- _Task to carry out_: Count the lines in the records below that contain the string "stream", treating case as significant, and reply with only the number.

# # #

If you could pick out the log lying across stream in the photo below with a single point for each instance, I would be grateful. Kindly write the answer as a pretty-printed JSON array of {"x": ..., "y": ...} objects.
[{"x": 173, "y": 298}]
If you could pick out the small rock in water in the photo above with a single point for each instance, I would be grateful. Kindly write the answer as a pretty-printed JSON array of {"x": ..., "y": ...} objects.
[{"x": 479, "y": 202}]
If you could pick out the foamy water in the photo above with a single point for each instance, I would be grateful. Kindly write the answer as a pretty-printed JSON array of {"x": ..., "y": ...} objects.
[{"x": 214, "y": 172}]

# # #

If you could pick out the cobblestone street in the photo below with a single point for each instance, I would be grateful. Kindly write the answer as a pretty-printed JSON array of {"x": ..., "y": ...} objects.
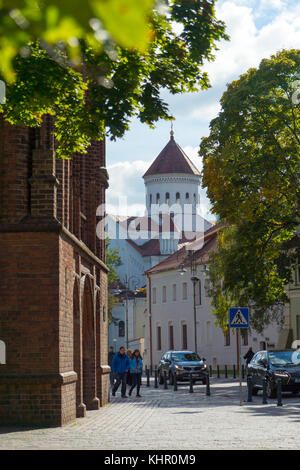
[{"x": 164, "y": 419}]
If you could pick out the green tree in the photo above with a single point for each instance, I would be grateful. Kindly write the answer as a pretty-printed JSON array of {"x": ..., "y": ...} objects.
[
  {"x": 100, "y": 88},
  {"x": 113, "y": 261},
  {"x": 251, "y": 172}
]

# # #

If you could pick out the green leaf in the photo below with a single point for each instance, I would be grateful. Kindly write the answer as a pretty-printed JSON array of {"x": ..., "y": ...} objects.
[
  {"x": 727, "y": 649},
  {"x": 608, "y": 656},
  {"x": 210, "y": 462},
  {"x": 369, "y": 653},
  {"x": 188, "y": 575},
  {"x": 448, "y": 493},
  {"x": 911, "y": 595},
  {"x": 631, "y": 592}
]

# # #

- _Result of this task_: 1